Coordinate labeling data:
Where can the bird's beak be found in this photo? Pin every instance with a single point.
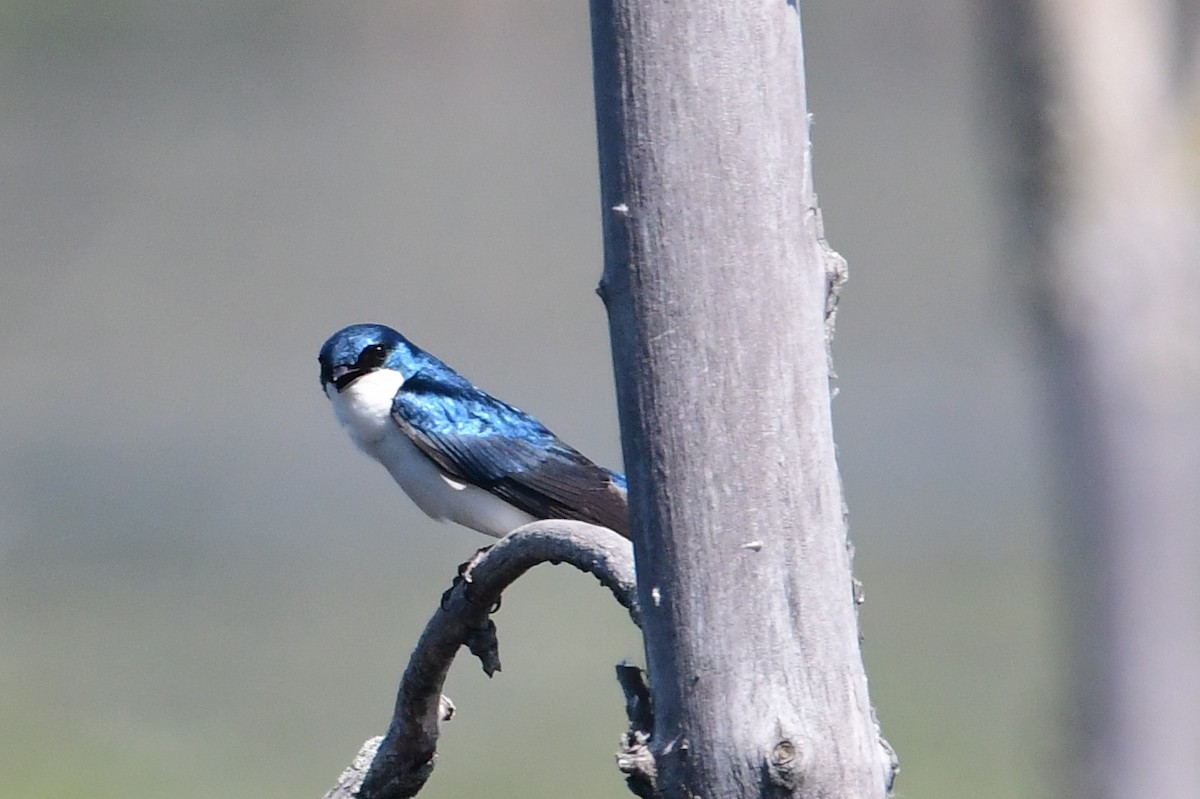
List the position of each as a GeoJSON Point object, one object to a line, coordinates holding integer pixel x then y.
{"type": "Point", "coordinates": [343, 376]}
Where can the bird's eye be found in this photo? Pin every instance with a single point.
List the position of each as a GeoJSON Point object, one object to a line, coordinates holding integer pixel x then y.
{"type": "Point", "coordinates": [372, 356]}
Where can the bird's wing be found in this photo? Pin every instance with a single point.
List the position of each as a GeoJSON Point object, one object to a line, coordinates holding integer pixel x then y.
{"type": "Point", "coordinates": [474, 437]}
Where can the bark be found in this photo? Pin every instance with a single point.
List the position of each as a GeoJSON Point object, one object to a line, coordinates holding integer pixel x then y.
{"type": "Point", "coordinates": [1108, 217]}
{"type": "Point", "coordinates": [718, 287]}
{"type": "Point", "coordinates": [399, 763]}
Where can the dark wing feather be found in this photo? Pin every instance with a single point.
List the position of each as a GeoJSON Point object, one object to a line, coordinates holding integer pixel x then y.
{"type": "Point", "coordinates": [474, 437]}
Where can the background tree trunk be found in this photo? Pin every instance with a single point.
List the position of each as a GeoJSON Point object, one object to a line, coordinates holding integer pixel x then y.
{"type": "Point", "coordinates": [1102, 134]}
{"type": "Point", "coordinates": [717, 284]}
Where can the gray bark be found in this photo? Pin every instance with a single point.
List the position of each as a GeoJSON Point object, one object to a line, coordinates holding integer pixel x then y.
{"type": "Point", "coordinates": [717, 283]}
{"type": "Point", "coordinates": [1109, 221]}
{"type": "Point", "coordinates": [399, 763]}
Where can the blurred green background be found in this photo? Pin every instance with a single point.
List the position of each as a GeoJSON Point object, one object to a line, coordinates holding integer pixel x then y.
{"type": "Point", "coordinates": [204, 590]}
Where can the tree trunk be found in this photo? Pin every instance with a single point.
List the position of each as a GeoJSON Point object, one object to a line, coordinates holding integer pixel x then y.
{"type": "Point", "coordinates": [717, 283]}
{"type": "Point", "coordinates": [1109, 218]}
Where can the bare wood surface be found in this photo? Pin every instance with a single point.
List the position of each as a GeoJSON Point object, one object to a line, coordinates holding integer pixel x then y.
{"type": "Point", "coordinates": [1108, 217]}
{"type": "Point", "coordinates": [718, 288]}
{"type": "Point", "coordinates": [399, 763]}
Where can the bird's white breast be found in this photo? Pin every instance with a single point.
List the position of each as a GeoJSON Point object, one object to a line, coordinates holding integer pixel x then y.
{"type": "Point", "coordinates": [364, 409]}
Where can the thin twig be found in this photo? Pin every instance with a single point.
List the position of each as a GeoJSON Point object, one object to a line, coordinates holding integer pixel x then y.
{"type": "Point", "coordinates": [399, 764]}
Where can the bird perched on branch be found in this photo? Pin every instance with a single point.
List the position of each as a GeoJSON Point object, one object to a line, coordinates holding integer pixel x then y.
{"type": "Point", "coordinates": [459, 452]}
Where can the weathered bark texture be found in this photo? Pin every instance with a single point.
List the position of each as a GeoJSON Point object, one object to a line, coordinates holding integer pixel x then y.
{"type": "Point", "coordinates": [399, 763]}
{"type": "Point", "coordinates": [1103, 131]}
{"type": "Point", "coordinates": [717, 287]}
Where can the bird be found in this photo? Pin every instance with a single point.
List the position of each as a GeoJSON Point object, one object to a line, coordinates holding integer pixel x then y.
{"type": "Point", "coordinates": [459, 452]}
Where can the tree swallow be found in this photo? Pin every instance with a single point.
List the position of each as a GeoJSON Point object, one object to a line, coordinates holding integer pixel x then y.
{"type": "Point", "coordinates": [459, 452]}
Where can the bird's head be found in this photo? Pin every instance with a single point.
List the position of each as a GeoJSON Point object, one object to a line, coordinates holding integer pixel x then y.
{"type": "Point", "coordinates": [359, 350]}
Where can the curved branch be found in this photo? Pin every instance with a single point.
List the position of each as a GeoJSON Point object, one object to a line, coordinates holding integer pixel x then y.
{"type": "Point", "coordinates": [399, 764]}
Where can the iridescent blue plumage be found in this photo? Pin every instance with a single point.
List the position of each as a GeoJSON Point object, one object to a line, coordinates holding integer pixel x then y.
{"type": "Point", "coordinates": [468, 434]}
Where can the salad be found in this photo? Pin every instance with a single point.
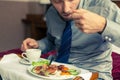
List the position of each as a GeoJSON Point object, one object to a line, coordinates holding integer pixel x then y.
{"type": "Point", "coordinates": [44, 69]}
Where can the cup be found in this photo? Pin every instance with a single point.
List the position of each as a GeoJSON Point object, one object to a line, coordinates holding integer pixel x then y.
{"type": "Point", "coordinates": [32, 55]}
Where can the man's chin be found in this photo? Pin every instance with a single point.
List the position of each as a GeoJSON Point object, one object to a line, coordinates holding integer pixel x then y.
{"type": "Point", "coordinates": [67, 18]}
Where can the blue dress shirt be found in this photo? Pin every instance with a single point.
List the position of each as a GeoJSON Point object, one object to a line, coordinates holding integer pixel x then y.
{"type": "Point", "coordinates": [89, 51]}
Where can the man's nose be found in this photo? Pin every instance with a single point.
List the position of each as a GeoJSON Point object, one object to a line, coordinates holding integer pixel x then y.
{"type": "Point", "coordinates": [66, 7]}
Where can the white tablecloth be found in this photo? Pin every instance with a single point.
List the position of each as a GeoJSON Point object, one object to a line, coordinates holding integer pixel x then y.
{"type": "Point", "coordinates": [11, 69]}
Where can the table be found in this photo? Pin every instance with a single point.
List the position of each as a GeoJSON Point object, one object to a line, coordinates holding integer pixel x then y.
{"type": "Point", "coordinates": [21, 72]}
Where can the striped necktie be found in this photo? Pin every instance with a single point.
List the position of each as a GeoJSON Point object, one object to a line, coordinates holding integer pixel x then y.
{"type": "Point", "coordinates": [64, 50]}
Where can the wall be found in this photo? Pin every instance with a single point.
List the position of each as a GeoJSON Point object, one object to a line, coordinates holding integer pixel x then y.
{"type": "Point", "coordinates": [11, 27]}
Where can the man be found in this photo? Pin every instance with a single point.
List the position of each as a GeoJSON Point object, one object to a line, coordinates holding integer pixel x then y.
{"type": "Point", "coordinates": [95, 24]}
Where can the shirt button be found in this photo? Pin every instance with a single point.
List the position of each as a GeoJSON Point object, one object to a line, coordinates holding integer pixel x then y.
{"type": "Point", "coordinates": [109, 39]}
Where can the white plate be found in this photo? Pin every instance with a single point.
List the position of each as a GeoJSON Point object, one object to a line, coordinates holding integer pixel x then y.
{"type": "Point", "coordinates": [57, 77]}
{"type": "Point", "coordinates": [23, 61]}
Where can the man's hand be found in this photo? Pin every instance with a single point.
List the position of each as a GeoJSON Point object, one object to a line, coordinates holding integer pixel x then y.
{"type": "Point", "coordinates": [87, 21]}
{"type": "Point", "coordinates": [28, 44]}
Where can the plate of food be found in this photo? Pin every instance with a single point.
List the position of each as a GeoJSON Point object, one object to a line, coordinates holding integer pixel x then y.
{"type": "Point", "coordinates": [56, 71]}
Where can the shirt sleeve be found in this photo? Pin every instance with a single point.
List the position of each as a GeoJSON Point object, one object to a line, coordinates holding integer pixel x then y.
{"type": "Point", "coordinates": [112, 31]}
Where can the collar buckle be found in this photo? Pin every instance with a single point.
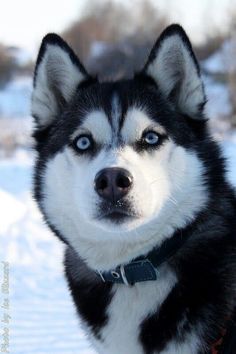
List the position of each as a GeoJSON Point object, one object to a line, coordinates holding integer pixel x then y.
{"type": "Point", "coordinates": [123, 275]}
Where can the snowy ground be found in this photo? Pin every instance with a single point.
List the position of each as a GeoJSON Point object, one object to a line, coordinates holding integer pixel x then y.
{"type": "Point", "coordinates": [42, 316]}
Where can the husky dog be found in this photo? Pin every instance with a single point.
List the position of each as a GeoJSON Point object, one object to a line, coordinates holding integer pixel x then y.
{"type": "Point", "coordinates": [129, 178]}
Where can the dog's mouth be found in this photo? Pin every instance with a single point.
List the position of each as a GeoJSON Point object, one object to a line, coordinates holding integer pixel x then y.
{"type": "Point", "coordinates": [116, 214]}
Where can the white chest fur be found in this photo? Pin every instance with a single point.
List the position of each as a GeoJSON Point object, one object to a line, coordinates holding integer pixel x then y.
{"type": "Point", "coordinates": [129, 307]}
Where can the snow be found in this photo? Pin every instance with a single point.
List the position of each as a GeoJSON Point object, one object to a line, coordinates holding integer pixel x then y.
{"type": "Point", "coordinates": [222, 61]}
{"type": "Point", "coordinates": [43, 318]}
{"type": "Point", "coordinates": [15, 98]}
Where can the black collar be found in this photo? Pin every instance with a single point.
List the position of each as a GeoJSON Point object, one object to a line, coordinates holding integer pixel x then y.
{"type": "Point", "coordinates": [145, 267]}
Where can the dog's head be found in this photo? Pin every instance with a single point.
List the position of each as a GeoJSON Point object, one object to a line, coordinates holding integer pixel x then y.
{"type": "Point", "coordinates": [118, 161]}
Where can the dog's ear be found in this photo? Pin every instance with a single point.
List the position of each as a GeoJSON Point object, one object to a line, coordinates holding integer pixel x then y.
{"type": "Point", "coordinates": [173, 66]}
{"type": "Point", "coordinates": [58, 73]}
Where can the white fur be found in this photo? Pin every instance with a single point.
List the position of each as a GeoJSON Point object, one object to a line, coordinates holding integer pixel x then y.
{"type": "Point", "coordinates": [129, 307]}
{"type": "Point", "coordinates": [190, 345]}
{"type": "Point", "coordinates": [136, 121]}
{"type": "Point", "coordinates": [56, 70]}
{"type": "Point", "coordinates": [115, 116]}
{"type": "Point", "coordinates": [168, 192]}
{"type": "Point", "coordinates": [173, 64]}
{"type": "Point", "coordinates": [95, 122]}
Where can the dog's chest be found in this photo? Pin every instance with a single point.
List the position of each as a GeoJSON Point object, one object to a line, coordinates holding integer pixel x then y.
{"type": "Point", "coordinates": [130, 305]}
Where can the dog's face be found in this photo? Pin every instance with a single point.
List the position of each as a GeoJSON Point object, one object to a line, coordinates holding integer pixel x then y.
{"type": "Point", "coordinates": [118, 160]}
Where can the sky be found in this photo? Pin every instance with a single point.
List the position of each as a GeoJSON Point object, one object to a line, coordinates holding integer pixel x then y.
{"type": "Point", "coordinates": [24, 22]}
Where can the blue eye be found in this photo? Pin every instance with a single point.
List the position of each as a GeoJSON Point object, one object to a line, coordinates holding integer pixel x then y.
{"type": "Point", "coordinates": [151, 138]}
{"type": "Point", "coordinates": [83, 142]}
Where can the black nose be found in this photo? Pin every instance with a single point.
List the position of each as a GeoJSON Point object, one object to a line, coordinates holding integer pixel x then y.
{"type": "Point", "coordinates": [113, 183]}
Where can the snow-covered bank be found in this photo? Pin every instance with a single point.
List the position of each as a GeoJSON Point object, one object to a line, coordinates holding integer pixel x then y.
{"type": "Point", "coordinates": [42, 314]}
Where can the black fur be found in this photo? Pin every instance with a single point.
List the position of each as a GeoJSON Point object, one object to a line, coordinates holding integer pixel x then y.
{"type": "Point", "coordinates": [204, 296]}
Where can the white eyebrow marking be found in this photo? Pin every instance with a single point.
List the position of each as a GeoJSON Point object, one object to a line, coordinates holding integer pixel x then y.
{"type": "Point", "coordinates": [115, 117]}
{"type": "Point", "coordinates": [135, 122]}
{"type": "Point", "coordinates": [97, 124]}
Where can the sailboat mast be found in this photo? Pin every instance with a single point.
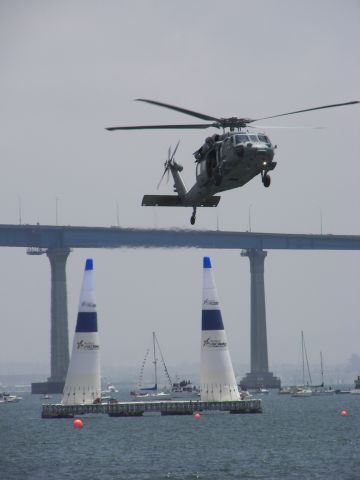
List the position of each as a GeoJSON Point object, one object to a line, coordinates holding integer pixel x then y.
{"type": "Point", "coordinates": [322, 370]}
{"type": "Point", "coordinates": [302, 355]}
{"type": "Point", "coordinates": [155, 361]}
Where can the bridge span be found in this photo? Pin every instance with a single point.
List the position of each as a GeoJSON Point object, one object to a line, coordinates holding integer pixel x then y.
{"type": "Point", "coordinates": [45, 236]}
{"type": "Point", "coordinates": [58, 241]}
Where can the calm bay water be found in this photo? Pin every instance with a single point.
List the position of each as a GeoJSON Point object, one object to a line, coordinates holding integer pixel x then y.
{"type": "Point", "coordinates": [294, 438]}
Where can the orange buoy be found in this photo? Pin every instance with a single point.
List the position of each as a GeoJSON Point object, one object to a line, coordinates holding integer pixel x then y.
{"type": "Point", "coordinates": [78, 423]}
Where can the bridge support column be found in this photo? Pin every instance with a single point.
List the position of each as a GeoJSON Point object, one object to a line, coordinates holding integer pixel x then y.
{"type": "Point", "coordinates": [259, 375]}
{"type": "Point", "coordinates": [59, 360]}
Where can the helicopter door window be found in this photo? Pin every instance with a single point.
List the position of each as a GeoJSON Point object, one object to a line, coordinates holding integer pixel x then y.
{"type": "Point", "coordinates": [241, 139]}
{"type": "Point", "coordinates": [264, 139]}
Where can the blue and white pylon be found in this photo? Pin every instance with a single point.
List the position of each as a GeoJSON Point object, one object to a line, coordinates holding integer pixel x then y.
{"type": "Point", "coordinates": [217, 378]}
{"type": "Point", "coordinates": [82, 384]}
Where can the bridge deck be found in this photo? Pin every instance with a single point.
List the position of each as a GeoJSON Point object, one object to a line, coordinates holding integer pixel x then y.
{"type": "Point", "coordinates": [40, 236]}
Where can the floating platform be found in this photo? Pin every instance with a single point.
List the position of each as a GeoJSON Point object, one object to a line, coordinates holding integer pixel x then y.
{"type": "Point", "coordinates": [137, 409]}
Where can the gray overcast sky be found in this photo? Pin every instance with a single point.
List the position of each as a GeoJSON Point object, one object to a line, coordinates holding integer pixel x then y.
{"type": "Point", "coordinates": [71, 68]}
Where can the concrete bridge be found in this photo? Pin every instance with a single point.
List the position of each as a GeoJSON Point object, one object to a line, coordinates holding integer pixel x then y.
{"type": "Point", "coordinates": [57, 241]}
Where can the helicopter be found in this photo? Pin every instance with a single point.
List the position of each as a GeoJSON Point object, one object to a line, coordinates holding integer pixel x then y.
{"type": "Point", "coordinates": [225, 161]}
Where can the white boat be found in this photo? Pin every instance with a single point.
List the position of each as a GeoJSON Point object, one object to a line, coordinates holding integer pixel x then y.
{"type": "Point", "coordinates": [7, 398]}
{"type": "Point", "coordinates": [184, 389]}
{"type": "Point", "coordinates": [146, 393]}
{"type": "Point", "coordinates": [45, 396]}
{"type": "Point", "coordinates": [303, 390]}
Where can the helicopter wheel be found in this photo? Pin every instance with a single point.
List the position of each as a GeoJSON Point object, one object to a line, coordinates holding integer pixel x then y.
{"type": "Point", "coordinates": [266, 180]}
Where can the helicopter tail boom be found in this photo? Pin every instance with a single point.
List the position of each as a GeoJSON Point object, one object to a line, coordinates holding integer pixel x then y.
{"type": "Point", "coordinates": [176, 201]}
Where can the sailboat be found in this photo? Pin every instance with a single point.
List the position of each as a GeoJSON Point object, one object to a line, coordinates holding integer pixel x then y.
{"type": "Point", "coordinates": [320, 389]}
{"type": "Point", "coordinates": [151, 392]}
{"type": "Point", "coordinates": [303, 391]}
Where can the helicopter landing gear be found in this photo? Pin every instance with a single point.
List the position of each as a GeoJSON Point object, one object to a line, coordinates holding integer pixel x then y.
{"type": "Point", "coordinates": [193, 216]}
{"type": "Point", "coordinates": [266, 179]}
{"type": "Point", "coordinates": [217, 176]}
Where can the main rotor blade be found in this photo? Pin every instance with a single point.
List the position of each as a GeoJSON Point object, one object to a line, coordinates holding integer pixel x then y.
{"type": "Point", "coordinates": [154, 127]}
{"type": "Point", "coordinates": [173, 155]}
{"type": "Point", "coordinates": [179, 109]}
{"type": "Point", "coordinates": [308, 110]}
{"type": "Point", "coordinates": [284, 127]}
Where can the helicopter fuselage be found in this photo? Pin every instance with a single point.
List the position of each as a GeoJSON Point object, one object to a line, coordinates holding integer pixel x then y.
{"type": "Point", "coordinates": [229, 161]}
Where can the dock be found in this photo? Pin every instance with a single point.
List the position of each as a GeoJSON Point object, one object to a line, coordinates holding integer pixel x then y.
{"type": "Point", "coordinates": [137, 409]}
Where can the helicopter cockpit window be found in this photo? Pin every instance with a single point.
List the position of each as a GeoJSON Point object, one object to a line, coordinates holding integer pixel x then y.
{"type": "Point", "coordinates": [241, 138]}
{"type": "Point", "coordinates": [264, 139]}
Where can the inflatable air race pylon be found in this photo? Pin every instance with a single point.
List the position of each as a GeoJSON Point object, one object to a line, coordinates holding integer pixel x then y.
{"type": "Point", "coordinates": [217, 378]}
{"type": "Point", "coordinates": [82, 384]}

Prompt: Return exactly the lines from the one containing "Where can the helicopter cockpit" through the last line of the records above, both included, and nothing else.

Task output:
Where can the helicopter cockpit window be found in this photo? Pin every instance with a single point.
List the position of each as a GeoJSON Point object, one object to a line, coordinates holding integer pixel x then y.
{"type": "Point", "coordinates": [241, 138]}
{"type": "Point", "coordinates": [264, 139]}
Where can the inflatable air race pylon be found in this photo? Pin every instance with a single point.
List the position of each as a GeoJSON Point object, one object to a line, coordinates holding integer pixel x then y.
{"type": "Point", "coordinates": [217, 378]}
{"type": "Point", "coordinates": [82, 384]}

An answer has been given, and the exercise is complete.